Pick out every line of the items below that contains the string "target" and copy each one in full.

_THE INPUT:_
┌────────

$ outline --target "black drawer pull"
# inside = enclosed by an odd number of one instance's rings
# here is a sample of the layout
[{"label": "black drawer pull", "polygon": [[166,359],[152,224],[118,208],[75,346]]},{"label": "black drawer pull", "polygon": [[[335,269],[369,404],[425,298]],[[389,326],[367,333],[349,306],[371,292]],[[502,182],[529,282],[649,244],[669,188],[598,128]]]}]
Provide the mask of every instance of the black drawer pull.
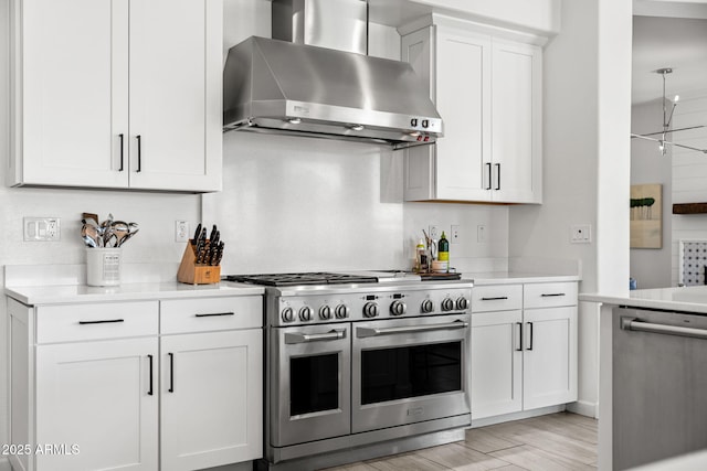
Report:
[{"label": "black drawer pull", "polygon": [[152,355],[147,355],[147,357],[150,360],[150,390],[147,392],[148,396],[152,395]]},{"label": "black drawer pull", "polygon": [[125,319],[106,319],[103,321],[78,321],[78,324],[81,325],[86,325],[86,324],[113,324],[116,322],[125,322]]},{"label": "black drawer pull", "polygon": [[235,315],[235,312],[214,312],[211,314],[194,314],[197,318],[215,318],[219,315]]},{"label": "black drawer pull", "polygon": [[143,171],[143,136],[136,136],[137,138],[137,170],[136,172]]},{"label": "black drawer pull", "polygon": [[124,156],[124,152],[123,152],[123,143],[124,143],[123,141],[125,140],[125,135],[120,133],[118,136],[120,137],[120,169],[118,170],[118,172],[122,172],[124,170],[124,165],[123,164],[125,163],[125,159],[124,159],[125,156]]}]

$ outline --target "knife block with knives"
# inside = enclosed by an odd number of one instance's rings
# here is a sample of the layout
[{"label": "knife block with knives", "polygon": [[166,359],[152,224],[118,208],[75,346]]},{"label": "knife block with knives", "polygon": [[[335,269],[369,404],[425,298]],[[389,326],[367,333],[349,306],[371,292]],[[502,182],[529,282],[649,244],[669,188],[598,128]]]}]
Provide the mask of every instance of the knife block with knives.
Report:
[{"label": "knife block with knives", "polygon": [[221,258],[223,242],[221,234],[213,226],[210,238],[207,228],[197,227],[194,238],[190,239],[181,257],[177,271],[177,280],[189,285],[209,285],[221,281]]}]

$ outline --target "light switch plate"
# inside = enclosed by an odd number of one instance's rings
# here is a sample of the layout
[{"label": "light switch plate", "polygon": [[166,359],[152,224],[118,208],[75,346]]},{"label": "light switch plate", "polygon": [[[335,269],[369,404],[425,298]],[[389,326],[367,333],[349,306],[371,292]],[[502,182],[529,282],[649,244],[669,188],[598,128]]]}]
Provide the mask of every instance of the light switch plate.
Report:
[{"label": "light switch plate", "polygon": [[24,217],[24,242],[59,242],[62,237],[59,217]]},{"label": "light switch plate", "polygon": [[591,224],[577,224],[570,227],[571,244],[591,244],[592,226]]}]

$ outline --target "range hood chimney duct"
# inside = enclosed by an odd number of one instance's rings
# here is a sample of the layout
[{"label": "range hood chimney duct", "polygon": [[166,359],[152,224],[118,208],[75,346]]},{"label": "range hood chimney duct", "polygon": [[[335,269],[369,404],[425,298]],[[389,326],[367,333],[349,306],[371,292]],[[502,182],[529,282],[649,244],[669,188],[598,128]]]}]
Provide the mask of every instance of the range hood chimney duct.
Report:
[{"label": "range hood chimney duct", "polygon": [[274,40],[368,55],[366,0],[273,0]]},{"label": "range hood chimney duct", "polygon": [[273,0],[273,39],[231,47],[223,130],[432,143],[442,119],[405,62],[366,55],[365,0]]}]

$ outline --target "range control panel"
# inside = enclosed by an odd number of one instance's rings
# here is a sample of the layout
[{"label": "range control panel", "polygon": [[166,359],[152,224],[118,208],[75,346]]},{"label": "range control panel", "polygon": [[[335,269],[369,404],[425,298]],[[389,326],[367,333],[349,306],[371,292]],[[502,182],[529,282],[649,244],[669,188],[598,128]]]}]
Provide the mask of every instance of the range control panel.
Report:
[{"label": "range control panel", "polygon": [[298,325],[466,313],[471,299],[471,287],[454,286],[283,296],[271,303],[268,321],[271,325]]}]

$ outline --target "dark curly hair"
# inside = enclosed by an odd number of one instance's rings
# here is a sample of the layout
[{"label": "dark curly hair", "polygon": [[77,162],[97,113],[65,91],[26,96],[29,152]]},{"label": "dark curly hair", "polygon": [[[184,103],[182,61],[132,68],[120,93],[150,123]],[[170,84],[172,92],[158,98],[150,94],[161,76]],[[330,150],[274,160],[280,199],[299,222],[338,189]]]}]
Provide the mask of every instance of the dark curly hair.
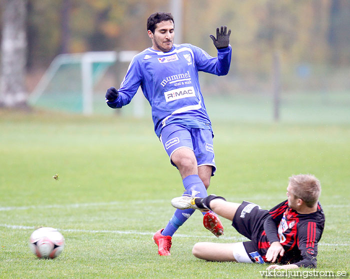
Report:
[{"label": "dark curly hair", "polygon": [[147,19],[147,31],[150,30],[151,32],[154,33],[156,24],[162,21],[172,21],[174,26],[174,19],[170,13],[160,12],[152,14]]}]

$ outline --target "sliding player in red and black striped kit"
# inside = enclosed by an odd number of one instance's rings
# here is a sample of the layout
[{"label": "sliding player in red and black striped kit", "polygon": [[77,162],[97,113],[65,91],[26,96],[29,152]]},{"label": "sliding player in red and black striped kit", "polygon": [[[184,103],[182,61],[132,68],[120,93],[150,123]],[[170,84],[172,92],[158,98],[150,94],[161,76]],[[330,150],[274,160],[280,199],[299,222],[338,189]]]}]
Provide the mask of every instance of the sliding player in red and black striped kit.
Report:
[{"label": "sliding player in red and black striped kit", "polygon": [[320,181],[309,174],[290,177],[288,199],[270,210],[244,201],[226,201],[210,195],[206,198],[179,197],[172,201],[179,209],[212,210],[232,221],[232,225],[250,241],[235,243],[200,242],[192,249],[197,257],[214,261],[274,262],[268,269],[314,268],[318,242],[324,225],[318,202]]}]

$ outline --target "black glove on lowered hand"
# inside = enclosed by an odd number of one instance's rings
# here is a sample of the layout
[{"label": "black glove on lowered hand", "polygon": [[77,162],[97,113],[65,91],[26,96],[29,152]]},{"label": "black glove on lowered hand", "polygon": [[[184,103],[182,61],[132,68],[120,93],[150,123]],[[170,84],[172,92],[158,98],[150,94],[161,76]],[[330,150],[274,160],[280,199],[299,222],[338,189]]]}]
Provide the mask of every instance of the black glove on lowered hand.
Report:
[{"label": "black glove on lowered hand", "polygon": [[113,102],[116,100],[119,96],[118,90],[114,87],[110,87],[107,90],[106,94],[106,98],[108,102]]},{"label": "black glove on lowered hand", "polygon": [[214,46],[218,50],[224,49],[228,46],[230,43],[230,35],[231,34],[231,30],[228,30],[228,32],[226,33],[227,31],[227,26],[222,26],[220,30],[219,31],[218,28],[216,28],[216,39],[213,35],[210,35],[210,37],[212,40],[212,42],[214,43]]}]

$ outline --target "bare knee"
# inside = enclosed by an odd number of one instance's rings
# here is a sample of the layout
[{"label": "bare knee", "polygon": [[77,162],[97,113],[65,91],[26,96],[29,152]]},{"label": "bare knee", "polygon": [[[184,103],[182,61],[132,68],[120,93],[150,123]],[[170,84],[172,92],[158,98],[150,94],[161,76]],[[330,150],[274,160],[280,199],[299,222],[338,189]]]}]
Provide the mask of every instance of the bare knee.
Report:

└────────

_COMPLETED EXERCISE:_
$ outline --target "black drawer pull"
$ outline --target "knife block with knives"
$ outline --target "light switch plate"
$ outline --target "range hood chimney duct"
$ outline --target "range control panel"
$ outline --target "dark curly hair"
$ outline --target "sliding player in red and black striped kit"
$ outline --target "black glove on lowered hand"
$ outline --target "bare knee"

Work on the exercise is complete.